IL COMPITO:
Traduci in inglese la seguente frase del brano sull'avanzata dei soldati oltre il fiume: «Bisognava, come sempre, passare oltre, non era quello il tempo della pietà.»

BRANO DI PARTENZA:
################
Per quel popolo in armi fu il segnale: cominciava la grande corsa, la rincorsa del nemico.
L’acqua, tumultuosa e assordante nel suo scorrere impetuoso, rischiava di travolgere da un momento all’altro i ponti gettati e con essi quanti vi si trovavano sopra, era fredda, ma non c’era tempo per rendersene conto, era pericolosa, ma nessuno sembrava essersene accorto.
La riva sinistra era finalmente lì, a portata di mano, sul greto affioravano cadaveri con divise diverse, affiancati e accomunati da un medesimo destino.
Bisognava, come sempre, passare oltre, non era quello il tempo della pietà. 
[...]
Corsero per ore, sparando e rincorrendo, rincorrendo e sparando. Quel pezzo d’Italia era troppo simile a quello che avevano appena lasciato. Ovunque trincee, fangose e marce come le loro, armi abbandonate all’improvviso, uomini a terra morti o agonizzanti, reticolati, resti di postazioni d’artiglieria ormai inutili, dappertutto testimonianza di alberi sradicati, campi devastati, ruderi di abitazioni, segni di incendi appiccati che nessuno aveva tentato di spegnere.
Non c’era tempo per rendersi conto della dolcezza di quei saliscendi ora aspri ora lievi, scomparso quasi ogni segno della collina coltivata, del lavoro instancabile che per secoli i contadini avevano compiuto coltivando declivi dove era difficile imbrigliare l’acqua, dove viti e granoturco soffrivano la sete.
Non c’era più tempo per nulla: tutto un esercito rimasto fermo per troppi mesi ora percorreva chilometri in poche ore, attraversava fossi e campi, aie sconvolte e borghi ormai irriconoscibili.
La cima di ogni altura era un osservatorio nemico, a volte abbandonato repentinamente e a volte difeso strenuamente da chi era costretto da qualche strano ordine a non accettare il proprio destino.
I nomi prima solo sentiti e letti nelle mappe del tenente ora divenivano realtà: villa Jacur, con quel nome un poco esotico, il Colle della Guarda, San Daniele divennero luoghi veri.
[...]
Nelle case abbandonate, dagli anfratti del terreno, emergevano testimonianze recenti dell’occupazione: brande, resti di cucine da campo, armi spesso rese inservibili, qualche soldato impaurito che chiedeva pietà, conscio della propria debolezza, sfinito da un’immane stanchezza.Gli sparuti drappelli della popolazione rimasta osservavano quel continuo passaggio di uomini in armi con rinnovata fiducia, ma con il disincanto di chi ne ha già viste tante, e non osa ancora essere felice, ha paura di sperare, teme la disillusione.
################
Righe elencate in un insieme di dati
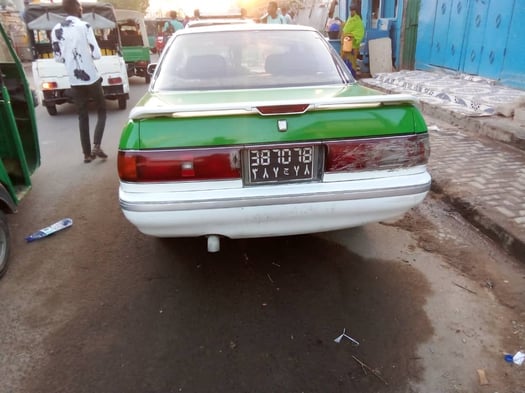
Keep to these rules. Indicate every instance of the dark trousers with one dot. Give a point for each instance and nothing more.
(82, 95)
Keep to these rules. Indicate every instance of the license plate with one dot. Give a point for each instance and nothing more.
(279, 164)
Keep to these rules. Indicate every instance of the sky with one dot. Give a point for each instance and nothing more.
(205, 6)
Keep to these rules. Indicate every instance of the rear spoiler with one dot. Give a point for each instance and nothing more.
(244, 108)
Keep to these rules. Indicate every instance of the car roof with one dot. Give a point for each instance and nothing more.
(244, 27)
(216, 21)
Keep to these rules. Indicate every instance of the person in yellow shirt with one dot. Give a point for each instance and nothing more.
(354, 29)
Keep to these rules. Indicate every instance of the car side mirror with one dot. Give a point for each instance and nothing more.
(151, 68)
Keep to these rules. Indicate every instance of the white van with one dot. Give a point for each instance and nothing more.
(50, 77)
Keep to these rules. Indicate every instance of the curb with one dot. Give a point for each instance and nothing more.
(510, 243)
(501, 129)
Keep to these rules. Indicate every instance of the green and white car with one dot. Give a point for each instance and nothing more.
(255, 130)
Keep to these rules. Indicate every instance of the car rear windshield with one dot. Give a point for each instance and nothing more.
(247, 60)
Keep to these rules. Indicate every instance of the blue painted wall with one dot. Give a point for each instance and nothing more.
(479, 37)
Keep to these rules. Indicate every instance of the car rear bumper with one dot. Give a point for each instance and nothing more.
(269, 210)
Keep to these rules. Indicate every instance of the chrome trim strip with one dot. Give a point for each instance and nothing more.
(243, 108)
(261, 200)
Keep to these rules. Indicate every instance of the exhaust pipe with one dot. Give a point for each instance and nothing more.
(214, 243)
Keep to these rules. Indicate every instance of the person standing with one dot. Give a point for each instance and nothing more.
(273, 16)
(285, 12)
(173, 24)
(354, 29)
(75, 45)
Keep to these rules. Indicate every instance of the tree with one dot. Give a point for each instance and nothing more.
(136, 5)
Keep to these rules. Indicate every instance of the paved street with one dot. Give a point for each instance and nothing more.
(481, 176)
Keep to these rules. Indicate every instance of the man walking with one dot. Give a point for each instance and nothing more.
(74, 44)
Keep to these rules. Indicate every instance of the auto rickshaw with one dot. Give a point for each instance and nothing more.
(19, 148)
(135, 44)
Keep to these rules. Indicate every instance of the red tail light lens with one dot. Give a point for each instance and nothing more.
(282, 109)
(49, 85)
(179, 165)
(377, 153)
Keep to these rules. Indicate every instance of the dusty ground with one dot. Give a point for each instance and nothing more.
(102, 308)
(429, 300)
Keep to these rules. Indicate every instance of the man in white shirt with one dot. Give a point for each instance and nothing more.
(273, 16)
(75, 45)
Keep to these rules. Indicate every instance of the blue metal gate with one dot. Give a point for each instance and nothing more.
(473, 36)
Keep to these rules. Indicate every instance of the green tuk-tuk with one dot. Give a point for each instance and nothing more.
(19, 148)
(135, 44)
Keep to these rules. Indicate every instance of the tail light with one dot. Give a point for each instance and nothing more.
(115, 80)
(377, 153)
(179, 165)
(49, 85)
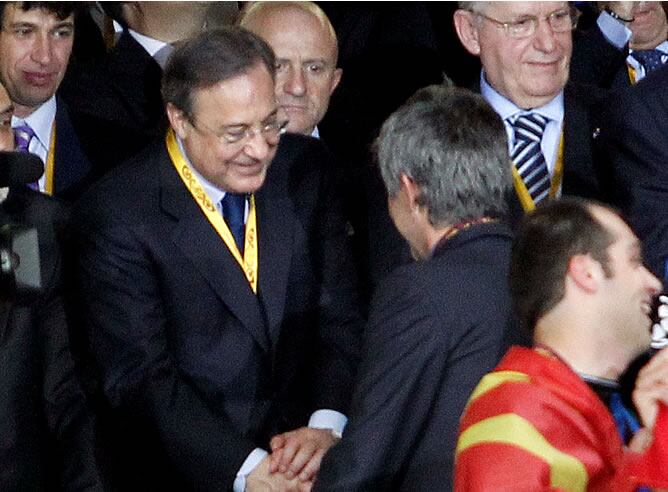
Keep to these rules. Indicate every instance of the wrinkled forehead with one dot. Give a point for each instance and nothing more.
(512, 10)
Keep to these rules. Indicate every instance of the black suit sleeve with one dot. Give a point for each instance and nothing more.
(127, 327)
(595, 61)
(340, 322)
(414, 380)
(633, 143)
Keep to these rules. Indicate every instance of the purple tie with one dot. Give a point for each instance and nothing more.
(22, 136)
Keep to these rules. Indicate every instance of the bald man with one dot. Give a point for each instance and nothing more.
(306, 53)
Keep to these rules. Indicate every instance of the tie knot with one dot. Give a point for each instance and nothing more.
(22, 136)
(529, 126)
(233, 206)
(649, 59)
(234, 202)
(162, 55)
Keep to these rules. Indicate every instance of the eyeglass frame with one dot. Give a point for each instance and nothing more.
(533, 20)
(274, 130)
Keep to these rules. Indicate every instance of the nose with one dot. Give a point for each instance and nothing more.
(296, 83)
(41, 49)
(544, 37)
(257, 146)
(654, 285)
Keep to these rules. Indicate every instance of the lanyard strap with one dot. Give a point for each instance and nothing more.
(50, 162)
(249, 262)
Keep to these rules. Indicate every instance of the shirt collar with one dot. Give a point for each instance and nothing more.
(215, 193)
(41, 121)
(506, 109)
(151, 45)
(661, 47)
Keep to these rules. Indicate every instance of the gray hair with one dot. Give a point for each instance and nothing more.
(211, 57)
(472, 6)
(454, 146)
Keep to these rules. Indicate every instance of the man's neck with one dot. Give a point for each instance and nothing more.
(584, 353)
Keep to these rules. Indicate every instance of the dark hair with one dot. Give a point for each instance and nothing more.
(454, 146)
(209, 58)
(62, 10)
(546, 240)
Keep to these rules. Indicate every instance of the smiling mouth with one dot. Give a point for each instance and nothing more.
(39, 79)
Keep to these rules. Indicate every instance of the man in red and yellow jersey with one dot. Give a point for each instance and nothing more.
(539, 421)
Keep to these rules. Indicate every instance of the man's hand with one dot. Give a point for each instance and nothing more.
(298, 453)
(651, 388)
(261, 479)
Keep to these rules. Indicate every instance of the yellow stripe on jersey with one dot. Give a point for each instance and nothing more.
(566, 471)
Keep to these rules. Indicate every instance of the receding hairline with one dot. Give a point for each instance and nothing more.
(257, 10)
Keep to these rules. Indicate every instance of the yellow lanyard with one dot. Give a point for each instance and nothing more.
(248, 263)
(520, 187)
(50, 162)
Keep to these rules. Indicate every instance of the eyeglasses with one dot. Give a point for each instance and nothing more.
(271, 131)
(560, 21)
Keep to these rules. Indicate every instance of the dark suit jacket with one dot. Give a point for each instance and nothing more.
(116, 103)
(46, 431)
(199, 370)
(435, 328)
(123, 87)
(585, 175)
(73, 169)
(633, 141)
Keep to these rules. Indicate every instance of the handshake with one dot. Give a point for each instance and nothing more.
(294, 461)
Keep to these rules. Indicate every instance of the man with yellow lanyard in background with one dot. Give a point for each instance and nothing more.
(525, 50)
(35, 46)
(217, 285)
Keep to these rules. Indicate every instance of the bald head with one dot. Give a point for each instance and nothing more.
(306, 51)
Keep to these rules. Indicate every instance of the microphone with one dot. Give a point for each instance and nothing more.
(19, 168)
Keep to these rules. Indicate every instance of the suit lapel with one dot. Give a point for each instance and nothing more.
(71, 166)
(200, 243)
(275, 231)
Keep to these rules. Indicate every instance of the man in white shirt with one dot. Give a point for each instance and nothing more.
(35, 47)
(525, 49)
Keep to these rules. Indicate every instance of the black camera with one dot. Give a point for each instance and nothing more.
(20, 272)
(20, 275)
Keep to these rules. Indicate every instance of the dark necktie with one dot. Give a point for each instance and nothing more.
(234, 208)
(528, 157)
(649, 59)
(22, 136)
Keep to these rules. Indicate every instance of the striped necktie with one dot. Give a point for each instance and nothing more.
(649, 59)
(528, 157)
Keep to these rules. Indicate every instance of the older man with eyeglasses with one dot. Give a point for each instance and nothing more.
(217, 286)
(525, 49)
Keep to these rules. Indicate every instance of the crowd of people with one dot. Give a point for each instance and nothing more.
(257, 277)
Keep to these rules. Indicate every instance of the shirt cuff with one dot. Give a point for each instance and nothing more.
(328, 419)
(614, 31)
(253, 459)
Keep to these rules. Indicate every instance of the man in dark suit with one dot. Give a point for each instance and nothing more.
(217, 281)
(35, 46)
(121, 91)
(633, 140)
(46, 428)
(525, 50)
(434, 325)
################
RISPOSTA ALL'ESERCIZIO:
As always, it was necessary to move on; that was not the time for pity.